══ Article ══

At least, unlike in real life, in the movie, these people die expediently before Quoyle returns to Newfoundland with his preteen daughter Bunny to make a fresh start. (He returns there because between family property- a rent-free house on a windy cliff kept from blowing away by tie-down cables-and a newspaper job arranged by family and friends, it is, at least in theory, relatively easy for him to survive and provide for his daughter.)
Alas, his new life will not be so easy: his newspaper job covering auto accidents, shipping news, etc., seems to be calculated to trigger his presumed PTSD.
Knocking around in a lonely old house full of draughts and creaks, Quoyle’s daughter Bunny starts claiming to see ghosts and engaging in such uncharacteristic behaviors as “bashing the brains out of her baby doll”, which the mental health establishment would consider to be signs of a disturbed child.
New love interest widow Wavey Prowse sees such things in a very different way, describing Bunny as “sensitive” (to supernatural phenomena), telling Quoyle not to worry about it. She seems quite normal, and even emotionally stable, though her son Herry, a boy who seems to physically be Bunny’s age, is marked by society and his appearance (hanging mouth, upturned eyes) as not being so. (Local opinion has it that the boy “ain’t right” because she was holding him while her husband drowned in a boating accident.)
When Wavey introduces Herry to Bunny and Quoyle at the playground, Bunny asks “what’s wrong with him?”.
Wavey at first tells Bunny that nothing is wrong with him, but later elaborates that “When he was being born, he didn’t get enough air to breathe, and that makes him a little slower than most people”. Herry does not speak then, or at any other time during the picture.
At a later time, Quoyle sees Herry standing outside his car, moving his head to track the swaying of his windshield wipers.
Though nothing more than a superficial acquaintance is made of Herry in the movie, it is revealed that other people are not quite what they seem in some respects. When reminiscing, Aunt Agnis, a dignified matriarch in the rest of the movie, described “the love of her life” as a woman named Irene, shown in an old photograph. Wavey reveals that her husband left her voluntarily (and is presumably still alive somewhere) but that she wrecked his boat and feigning widowhood, gained the sympathy and support of the townspeople thereby.

═══
══ Provided data ══

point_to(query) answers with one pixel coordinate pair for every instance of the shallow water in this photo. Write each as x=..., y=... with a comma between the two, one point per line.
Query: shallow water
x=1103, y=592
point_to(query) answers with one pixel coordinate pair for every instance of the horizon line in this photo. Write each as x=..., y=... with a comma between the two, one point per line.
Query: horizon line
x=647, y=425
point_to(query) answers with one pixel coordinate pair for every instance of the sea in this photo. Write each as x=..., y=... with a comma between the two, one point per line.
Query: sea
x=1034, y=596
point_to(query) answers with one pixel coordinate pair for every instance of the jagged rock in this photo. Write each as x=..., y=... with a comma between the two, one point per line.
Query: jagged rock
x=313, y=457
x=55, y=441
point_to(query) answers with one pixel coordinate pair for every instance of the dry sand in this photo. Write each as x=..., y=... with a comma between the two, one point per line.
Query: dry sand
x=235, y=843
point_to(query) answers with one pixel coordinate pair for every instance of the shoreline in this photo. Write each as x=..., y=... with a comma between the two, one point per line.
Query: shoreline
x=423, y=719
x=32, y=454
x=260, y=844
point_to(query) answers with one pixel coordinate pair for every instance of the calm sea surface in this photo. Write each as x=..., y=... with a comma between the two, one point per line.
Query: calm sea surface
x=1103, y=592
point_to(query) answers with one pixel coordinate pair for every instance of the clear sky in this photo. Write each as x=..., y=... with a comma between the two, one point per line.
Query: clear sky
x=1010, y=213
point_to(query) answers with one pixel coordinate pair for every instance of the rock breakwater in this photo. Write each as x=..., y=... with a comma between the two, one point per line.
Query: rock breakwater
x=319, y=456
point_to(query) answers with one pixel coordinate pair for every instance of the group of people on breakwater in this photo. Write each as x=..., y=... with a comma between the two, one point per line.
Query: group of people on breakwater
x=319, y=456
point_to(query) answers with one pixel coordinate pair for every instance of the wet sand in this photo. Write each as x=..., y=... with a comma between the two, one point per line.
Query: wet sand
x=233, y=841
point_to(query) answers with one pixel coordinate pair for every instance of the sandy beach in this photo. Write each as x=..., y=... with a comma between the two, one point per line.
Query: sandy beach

═══

> Exercise set
(1) In the film review, whom does Aunt Agnis describe as the love of her life?
(2) Reproduce the stored data verbatim, from its first line through the line that contains "x=647, y=425".

> Set of answers
(1) A woman named Irene, shown in an old photograph.

(2)
point_to(query) answers with one pixel coordinate pair for every instance of the shallow water in this photo. Write each as x=..., y=... with a comma between the two, one point per line.
Query: shallow water
x=1103, y=592
point_to(query) answers with one pixel coordinate pair for every instance of the horizon line in this photo. Write each as x=..., y=... with a comma between the two, one point per line.
Query: horizon line
x=647, y=425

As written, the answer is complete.